> **Input for this task**:
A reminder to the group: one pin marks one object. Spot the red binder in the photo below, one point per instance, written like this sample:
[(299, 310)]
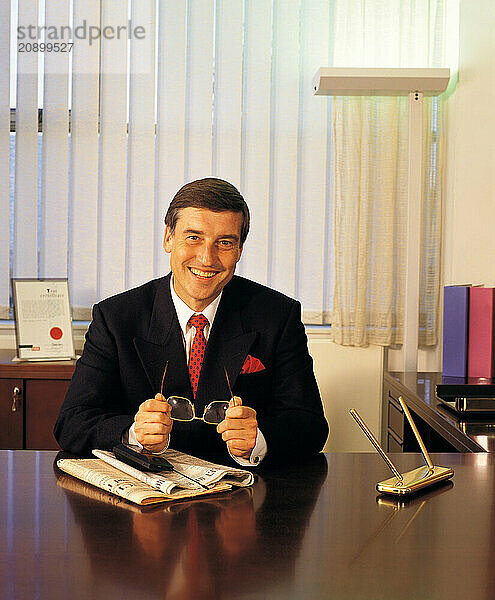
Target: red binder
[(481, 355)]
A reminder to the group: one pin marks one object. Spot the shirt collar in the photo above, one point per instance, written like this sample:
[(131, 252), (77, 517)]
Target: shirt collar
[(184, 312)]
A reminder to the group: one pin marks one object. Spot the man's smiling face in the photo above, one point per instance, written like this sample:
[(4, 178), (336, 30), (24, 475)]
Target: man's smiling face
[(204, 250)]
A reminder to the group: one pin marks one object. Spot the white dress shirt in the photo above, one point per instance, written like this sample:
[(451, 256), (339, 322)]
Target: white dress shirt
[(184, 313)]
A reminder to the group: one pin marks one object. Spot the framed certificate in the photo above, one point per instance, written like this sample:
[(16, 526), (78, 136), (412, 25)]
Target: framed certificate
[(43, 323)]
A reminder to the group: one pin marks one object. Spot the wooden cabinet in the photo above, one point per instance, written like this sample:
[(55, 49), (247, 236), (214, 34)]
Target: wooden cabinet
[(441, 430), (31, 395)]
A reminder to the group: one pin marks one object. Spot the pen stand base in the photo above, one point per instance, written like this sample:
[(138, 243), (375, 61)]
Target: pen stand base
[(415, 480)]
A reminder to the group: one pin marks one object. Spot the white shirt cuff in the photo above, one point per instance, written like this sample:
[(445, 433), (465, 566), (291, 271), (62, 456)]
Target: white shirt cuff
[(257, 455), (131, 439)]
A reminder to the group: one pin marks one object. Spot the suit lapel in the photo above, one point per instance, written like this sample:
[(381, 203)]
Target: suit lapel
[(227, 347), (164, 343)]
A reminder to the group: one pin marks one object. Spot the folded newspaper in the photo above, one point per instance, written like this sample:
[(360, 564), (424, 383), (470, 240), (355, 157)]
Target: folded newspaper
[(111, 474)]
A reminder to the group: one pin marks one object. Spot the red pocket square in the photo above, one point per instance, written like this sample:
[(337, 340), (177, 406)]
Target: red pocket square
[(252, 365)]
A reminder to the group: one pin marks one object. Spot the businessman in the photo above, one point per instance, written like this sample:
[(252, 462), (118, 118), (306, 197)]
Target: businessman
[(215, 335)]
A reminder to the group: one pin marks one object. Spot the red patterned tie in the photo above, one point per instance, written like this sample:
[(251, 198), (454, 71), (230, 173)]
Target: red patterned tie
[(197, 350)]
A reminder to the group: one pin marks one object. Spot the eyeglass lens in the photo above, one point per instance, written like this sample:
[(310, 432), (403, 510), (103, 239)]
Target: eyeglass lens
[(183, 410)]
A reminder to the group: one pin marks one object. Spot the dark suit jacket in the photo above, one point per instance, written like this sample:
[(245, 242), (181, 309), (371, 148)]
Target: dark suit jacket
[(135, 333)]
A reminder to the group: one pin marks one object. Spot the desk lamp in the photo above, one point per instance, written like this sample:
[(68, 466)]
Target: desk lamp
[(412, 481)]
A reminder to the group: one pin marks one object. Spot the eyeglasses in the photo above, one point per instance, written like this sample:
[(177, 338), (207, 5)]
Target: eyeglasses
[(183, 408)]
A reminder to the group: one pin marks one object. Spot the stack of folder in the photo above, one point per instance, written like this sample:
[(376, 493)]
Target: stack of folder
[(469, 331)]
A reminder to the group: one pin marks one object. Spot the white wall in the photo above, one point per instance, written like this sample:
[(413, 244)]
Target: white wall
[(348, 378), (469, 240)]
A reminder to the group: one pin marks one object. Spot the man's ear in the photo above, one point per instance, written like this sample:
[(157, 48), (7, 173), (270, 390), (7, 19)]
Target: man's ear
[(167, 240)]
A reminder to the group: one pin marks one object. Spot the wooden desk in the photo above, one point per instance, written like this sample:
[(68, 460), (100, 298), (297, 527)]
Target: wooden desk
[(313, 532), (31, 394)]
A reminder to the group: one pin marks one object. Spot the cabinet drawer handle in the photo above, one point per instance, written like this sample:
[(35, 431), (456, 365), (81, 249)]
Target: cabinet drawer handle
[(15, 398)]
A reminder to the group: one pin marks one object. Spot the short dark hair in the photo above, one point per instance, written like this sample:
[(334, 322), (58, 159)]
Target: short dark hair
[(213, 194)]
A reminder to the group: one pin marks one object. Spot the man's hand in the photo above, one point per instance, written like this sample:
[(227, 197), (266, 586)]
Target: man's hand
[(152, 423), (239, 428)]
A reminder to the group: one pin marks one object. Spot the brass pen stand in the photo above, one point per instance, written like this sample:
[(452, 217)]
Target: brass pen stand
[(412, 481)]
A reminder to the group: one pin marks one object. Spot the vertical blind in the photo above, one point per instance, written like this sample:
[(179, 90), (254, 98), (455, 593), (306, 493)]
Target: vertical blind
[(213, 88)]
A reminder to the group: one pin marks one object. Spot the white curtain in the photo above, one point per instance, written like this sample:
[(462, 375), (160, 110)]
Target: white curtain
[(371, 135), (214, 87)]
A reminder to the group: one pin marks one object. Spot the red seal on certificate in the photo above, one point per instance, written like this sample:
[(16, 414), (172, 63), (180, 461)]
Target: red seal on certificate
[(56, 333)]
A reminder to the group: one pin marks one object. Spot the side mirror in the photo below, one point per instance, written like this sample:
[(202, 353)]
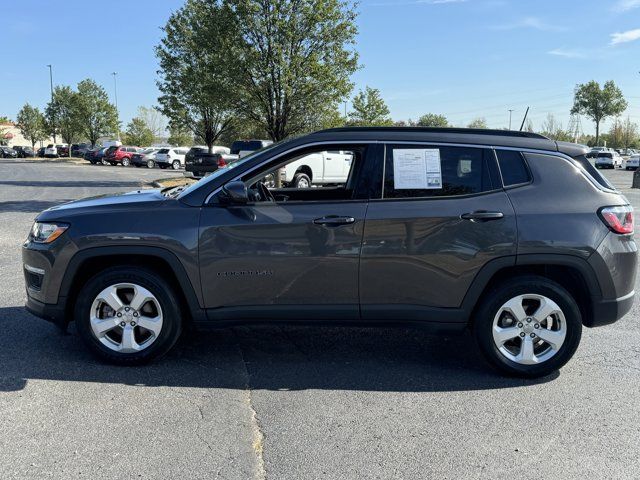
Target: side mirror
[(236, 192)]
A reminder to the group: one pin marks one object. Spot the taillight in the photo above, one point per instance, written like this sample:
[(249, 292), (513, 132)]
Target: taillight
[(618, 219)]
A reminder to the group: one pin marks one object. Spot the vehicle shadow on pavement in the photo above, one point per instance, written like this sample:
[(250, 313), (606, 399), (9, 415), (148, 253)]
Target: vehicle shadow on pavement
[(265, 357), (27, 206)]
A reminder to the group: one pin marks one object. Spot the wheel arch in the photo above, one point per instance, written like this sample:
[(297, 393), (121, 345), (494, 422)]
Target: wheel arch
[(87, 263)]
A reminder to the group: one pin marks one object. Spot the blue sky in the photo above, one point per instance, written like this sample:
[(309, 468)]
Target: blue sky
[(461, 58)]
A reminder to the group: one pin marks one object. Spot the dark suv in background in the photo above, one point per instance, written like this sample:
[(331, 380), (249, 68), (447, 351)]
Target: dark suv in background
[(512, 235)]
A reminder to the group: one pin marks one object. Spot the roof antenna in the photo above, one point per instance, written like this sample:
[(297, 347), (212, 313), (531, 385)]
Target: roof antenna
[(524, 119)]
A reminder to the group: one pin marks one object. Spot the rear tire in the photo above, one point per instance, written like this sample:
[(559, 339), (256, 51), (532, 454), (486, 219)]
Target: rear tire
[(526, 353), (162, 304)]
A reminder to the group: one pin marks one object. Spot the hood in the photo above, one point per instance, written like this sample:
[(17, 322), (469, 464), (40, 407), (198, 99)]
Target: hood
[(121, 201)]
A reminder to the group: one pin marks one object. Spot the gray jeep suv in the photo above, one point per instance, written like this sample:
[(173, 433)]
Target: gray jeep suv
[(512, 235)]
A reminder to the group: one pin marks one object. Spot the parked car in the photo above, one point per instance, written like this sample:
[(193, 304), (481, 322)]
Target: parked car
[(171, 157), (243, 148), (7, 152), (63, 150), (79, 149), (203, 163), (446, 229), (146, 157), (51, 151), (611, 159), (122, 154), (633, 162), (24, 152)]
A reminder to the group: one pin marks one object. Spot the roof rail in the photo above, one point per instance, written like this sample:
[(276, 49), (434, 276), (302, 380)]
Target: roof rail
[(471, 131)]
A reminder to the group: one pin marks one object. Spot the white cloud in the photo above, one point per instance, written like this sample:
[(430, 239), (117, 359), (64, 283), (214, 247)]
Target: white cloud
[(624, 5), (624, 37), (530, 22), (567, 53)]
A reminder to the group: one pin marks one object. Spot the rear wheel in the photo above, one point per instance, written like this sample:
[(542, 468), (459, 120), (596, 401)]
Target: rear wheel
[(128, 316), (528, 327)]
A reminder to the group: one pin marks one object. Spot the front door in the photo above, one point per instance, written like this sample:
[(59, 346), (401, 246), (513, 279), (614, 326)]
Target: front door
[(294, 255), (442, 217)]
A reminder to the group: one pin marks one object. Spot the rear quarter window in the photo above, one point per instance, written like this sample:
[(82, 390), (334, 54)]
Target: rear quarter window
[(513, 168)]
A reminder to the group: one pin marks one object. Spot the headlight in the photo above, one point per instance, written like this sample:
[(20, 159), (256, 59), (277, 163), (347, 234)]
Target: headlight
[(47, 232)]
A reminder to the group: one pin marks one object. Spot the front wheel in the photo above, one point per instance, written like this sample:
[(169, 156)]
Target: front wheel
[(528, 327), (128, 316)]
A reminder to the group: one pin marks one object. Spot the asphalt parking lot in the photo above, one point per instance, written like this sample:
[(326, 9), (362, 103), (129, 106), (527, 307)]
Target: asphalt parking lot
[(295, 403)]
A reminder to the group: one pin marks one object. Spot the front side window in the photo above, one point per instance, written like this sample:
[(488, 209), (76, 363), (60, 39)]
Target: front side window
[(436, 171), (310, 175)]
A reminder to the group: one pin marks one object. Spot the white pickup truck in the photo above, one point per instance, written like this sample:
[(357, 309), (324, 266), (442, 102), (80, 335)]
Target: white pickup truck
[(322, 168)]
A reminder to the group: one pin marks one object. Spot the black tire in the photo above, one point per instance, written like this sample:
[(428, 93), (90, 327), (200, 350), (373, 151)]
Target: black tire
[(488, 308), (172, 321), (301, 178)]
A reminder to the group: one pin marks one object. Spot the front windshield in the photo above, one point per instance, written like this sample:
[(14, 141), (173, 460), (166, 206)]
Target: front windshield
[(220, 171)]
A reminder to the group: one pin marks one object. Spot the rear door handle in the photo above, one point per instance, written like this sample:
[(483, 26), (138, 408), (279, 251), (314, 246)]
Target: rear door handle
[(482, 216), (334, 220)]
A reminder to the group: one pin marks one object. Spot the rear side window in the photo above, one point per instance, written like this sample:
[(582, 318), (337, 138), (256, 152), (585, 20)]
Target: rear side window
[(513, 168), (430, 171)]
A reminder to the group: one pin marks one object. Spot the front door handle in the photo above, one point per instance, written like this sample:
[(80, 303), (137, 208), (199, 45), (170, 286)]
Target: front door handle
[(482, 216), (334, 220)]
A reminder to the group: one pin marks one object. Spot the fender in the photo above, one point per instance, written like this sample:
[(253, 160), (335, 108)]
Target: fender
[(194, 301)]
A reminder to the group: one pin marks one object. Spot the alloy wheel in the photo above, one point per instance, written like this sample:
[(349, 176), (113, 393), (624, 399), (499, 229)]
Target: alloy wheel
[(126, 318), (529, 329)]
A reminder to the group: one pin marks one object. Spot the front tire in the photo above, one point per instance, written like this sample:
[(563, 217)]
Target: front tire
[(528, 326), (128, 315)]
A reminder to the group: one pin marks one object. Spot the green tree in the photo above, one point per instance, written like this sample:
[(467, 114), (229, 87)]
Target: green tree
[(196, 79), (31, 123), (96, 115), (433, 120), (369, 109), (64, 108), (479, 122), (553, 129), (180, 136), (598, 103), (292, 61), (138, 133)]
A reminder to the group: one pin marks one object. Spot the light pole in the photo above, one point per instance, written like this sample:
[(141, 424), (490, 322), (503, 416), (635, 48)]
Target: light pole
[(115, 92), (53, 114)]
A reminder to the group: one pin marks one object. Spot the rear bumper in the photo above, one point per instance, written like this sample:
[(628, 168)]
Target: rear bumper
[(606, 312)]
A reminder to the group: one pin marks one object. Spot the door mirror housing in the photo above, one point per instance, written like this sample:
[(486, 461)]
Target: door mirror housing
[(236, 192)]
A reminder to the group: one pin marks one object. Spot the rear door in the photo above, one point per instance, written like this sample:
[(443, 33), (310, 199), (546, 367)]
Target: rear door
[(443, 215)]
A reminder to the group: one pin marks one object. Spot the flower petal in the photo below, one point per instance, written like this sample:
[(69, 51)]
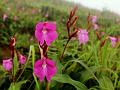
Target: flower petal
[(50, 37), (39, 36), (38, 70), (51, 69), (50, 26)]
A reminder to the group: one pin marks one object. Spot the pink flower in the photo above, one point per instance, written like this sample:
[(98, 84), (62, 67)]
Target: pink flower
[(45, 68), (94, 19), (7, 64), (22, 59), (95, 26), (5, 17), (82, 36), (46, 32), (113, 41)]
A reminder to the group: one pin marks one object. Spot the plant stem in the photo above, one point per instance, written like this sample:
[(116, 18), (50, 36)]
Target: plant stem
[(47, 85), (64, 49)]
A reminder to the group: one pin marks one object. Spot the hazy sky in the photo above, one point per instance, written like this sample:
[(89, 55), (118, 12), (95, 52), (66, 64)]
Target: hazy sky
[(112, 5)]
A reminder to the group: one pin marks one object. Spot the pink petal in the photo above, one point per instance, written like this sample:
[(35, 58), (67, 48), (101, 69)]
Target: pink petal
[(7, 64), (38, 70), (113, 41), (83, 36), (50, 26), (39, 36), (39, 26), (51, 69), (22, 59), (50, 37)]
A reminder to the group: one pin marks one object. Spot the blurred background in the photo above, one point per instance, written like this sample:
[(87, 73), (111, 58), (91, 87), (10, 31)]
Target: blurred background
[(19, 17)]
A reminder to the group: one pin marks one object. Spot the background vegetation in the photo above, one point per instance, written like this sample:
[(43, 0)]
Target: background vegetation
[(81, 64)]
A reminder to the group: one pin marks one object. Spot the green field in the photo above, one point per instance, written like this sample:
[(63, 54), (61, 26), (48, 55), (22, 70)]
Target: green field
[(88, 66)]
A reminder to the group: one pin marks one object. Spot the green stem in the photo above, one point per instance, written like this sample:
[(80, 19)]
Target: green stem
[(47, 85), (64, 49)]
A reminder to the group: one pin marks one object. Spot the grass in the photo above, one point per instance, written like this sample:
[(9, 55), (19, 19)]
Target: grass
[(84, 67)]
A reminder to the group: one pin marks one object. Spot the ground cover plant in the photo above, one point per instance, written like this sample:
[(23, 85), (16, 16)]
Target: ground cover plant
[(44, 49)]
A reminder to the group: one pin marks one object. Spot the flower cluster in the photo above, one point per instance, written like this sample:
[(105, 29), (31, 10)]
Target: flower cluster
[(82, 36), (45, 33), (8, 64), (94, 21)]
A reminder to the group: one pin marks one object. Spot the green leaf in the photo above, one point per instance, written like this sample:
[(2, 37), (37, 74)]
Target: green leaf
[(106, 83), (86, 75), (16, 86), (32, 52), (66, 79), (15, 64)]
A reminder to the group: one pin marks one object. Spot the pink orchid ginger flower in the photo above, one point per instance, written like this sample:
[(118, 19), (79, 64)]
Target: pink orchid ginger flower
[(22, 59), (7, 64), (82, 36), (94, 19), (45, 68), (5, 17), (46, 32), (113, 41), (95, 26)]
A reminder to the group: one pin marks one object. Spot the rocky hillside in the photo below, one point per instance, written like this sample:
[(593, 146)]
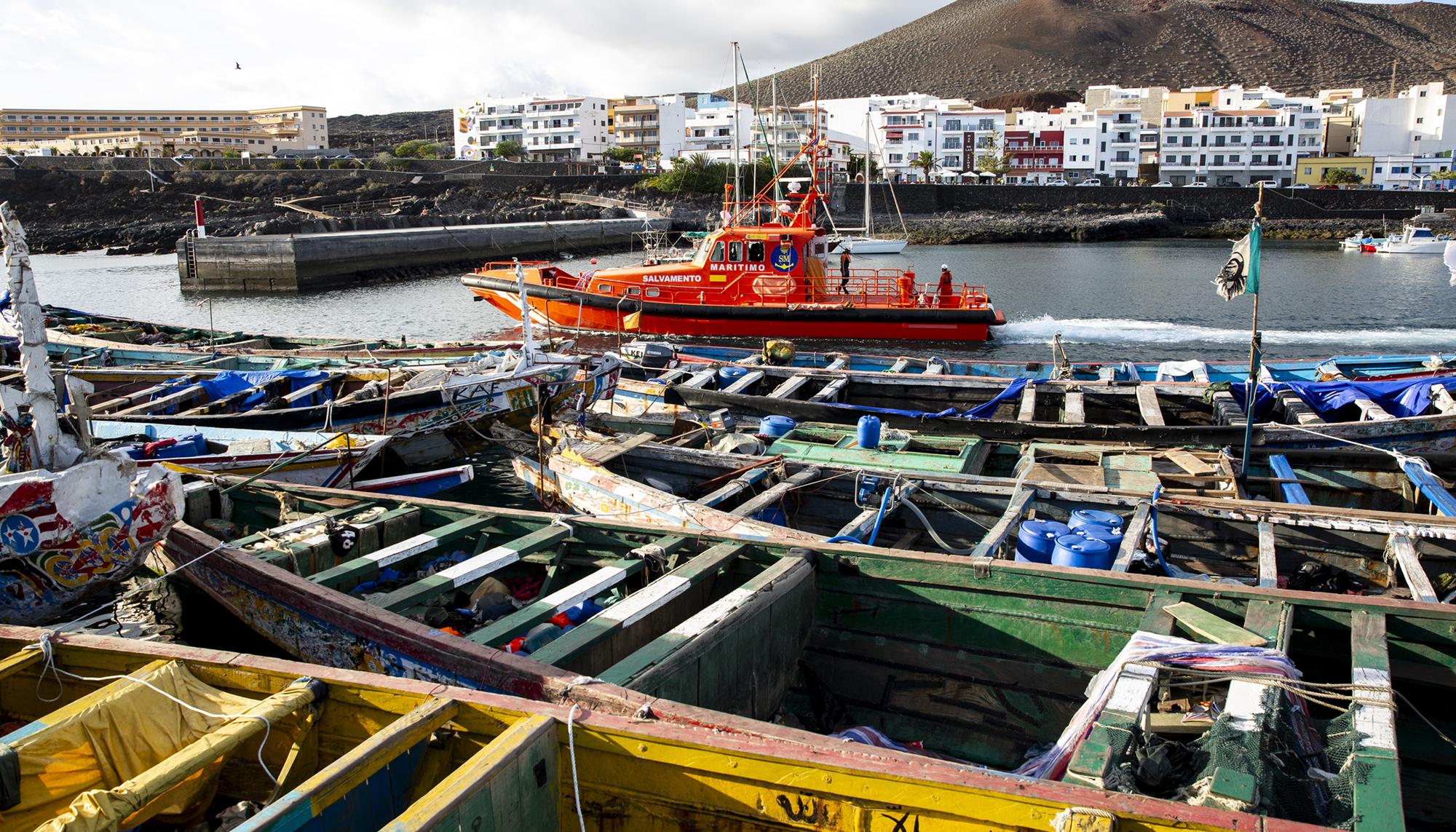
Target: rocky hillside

> **Task**:
For this exercise, repeat exactly the lines of the data above from the one with "[(337, 340), (177, 406)]" down to the one with "Spot the desk", both end lines included.

> **Completed exercise**:
[(337, 340), (177, 406)]
Target: red pocket square
[(252, 365)]
A reminder to the group: one pin marks one object. Spot the businessman in the photo above, one point per instance, written like this sample:
[(252, 462), (118, 118), (306, 197)]
Target: businessman
[(215, 335)]
A reminder to the group: one pin marks one object. Spot the red patterned tie in the photo above, one point per instance, written like this sample:
[(251, 198), (454, 71), (230, 173)]
Target: red patterned tie
[(197, 350)]
A reminder to the group: one pin marks one object. Spot the eyeglass lens in the photo above, one point per instance, written like this sample:
[(310, 432), (403, 510), (103, 239)]
Target: eyeglass lens
[(183, 410)]
A reminder to the group: one pin marks one object. Spot the dark suit jacket in the photo above, one point per instance, written like this sample:
[(245, 242), (181, 309), (371, 148)]
Target: dark suit jacket
[(135, 333)]
A reminder to the group: one pin marks one object. Spot the desk lamp in the photo above, one point per instance, written like this sample:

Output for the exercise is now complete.